» THE REQUEST:
Write out the data again in full, exactly as it reads.

Point annotation records
— Begin —
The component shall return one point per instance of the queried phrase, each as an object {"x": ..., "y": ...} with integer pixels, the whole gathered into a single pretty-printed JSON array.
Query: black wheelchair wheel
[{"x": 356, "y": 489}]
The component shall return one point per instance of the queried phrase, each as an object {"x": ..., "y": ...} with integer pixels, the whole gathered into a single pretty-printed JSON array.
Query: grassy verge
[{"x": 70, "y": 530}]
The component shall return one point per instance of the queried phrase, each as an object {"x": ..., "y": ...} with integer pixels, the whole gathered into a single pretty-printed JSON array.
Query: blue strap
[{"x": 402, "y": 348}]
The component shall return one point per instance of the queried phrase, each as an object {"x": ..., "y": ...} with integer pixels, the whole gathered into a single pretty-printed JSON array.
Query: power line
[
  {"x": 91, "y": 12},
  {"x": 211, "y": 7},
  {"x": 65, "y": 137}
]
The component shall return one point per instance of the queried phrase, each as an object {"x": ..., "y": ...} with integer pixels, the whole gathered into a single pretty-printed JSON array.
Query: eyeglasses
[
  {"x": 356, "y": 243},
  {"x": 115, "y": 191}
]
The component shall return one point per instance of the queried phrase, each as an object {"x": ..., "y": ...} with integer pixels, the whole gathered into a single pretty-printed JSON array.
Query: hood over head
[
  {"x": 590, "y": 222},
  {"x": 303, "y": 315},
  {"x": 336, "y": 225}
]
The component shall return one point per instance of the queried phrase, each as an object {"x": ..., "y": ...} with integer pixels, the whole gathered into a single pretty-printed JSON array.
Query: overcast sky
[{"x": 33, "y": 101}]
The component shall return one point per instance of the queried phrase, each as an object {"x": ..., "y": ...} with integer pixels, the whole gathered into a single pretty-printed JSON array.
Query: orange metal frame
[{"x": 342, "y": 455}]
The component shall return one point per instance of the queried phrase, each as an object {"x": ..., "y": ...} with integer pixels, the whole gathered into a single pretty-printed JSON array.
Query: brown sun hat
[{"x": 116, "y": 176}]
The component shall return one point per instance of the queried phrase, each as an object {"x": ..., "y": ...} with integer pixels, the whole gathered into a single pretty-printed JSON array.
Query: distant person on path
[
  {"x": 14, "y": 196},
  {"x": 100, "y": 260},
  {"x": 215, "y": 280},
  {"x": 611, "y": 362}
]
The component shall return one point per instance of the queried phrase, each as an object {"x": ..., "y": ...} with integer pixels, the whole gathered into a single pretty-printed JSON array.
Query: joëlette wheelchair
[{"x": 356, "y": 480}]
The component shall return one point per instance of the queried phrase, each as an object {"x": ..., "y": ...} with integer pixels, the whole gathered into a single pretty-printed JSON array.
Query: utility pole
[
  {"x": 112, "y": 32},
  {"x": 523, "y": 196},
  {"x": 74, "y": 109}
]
— End —
» COMPLETED TASK:
The component shall return one point per instance of the queried phrase, each as an object {"x": ..., "y": ...} with integer pixels, the whole gathered into a single pretty-printed JSON array.
Query: black wheelchair wheel
[{"x": 356, "y": 489}]
The component shall return one point per instance of the queried phrase, each as an object {"x": ..., "y": ...} with integer pixels, the whole gathered into a single pretty-printed JSON array.
Query: grassy verge
[{"x": 70, "y": 530}]
The component shall return one point per instance of the queried phrase, each as an object {"x": ..., "y": ...} with integer pixels, the whole gathered into a single pretty-printed JSON array.
Query: blue strap
[{"x": 402, "y": 348}]
The component shall return one point per instance of the queried phrase, each as an object {"x": ..., "y": ...} with integer pixels, the whole gathered into a single pretty-printed JSON array.
Query: power line
[
  {"x": 91, "y": 12},
  {"x": 211, "y": 7},
  {"x": 65, "y": 137}
]
The component shall return one point per instance of the queried phrase, each as an object {"x": ..., "y": ...} with integer pixels, the whole gathered into a single pretty-printed JSON array.
Query: eyeglasses
[
  {"x": 356, "y": 243},
  {"x": 115, "y": 191}
]
The component shall return one point per instance of the queried phrase, each as an object {"x": ..., "y": ...} with integer pixels, the whole gathered into a single pretty-printed JSON array.
Query: hood over head
[
  {"x": 590, "y": 222},
  {"x": 303, "y": 315},
  {"x": 336, "y": 225}
]
The component shall return one point per instance of the queried phrase, each as an object {"x": ..., "y": ...} with integer pixels, the whole gathered into a single pretty-printed JSON array.
Query: overcast sky
[{"x": 33, "y": 101}]
The component shall return one point per instance of the queried phrase, each as an object {"x": ..., "y": ...} with integer pixels, the whole gathered into a single pretty-printed JSON array.
Query: orange metal frame
[{"x": 342, "y": 455}]
The component shall return one point per instance of the queried phrase, each as an object {"x": ..., "y": ...} with integer pixels, the whole gathered into a single pretty-printed JSON array.
Query: brown sun hat
[{"x": 116, "y": 176}]
The component shall return one point per instance of the queried phrase, each as an object {"x": ..., "y": ...} with integer pixels, the whole gathered into a single pretty-printed JSON array.
Query: distant person on path
[
  {"x": 14, "y": 196},
  {"x": 100, "y": 260},
  {"x": 215, "y": 280},
  {"x": 611, "y": 362}
]
The component shall return one point per instance of the queried phrase, each as an object {"x": ..., "y": ...} with integer pixels, the whole gathered into a single pretty-printed JSON array.
Query: joëlette wheelchair
[{"x": 356, "y": 480}]
The component shall return one point per instance of the queried phrase, each as an object {"x": ..., "y": ...} with integer pixels, the whole gathered into a single pretty-printed JSON array.
Query: utility pole
[
  {"x": 112, "y": 32},
  {"x": 523, "y": 196},
  {"x": 74, "y": 109}
]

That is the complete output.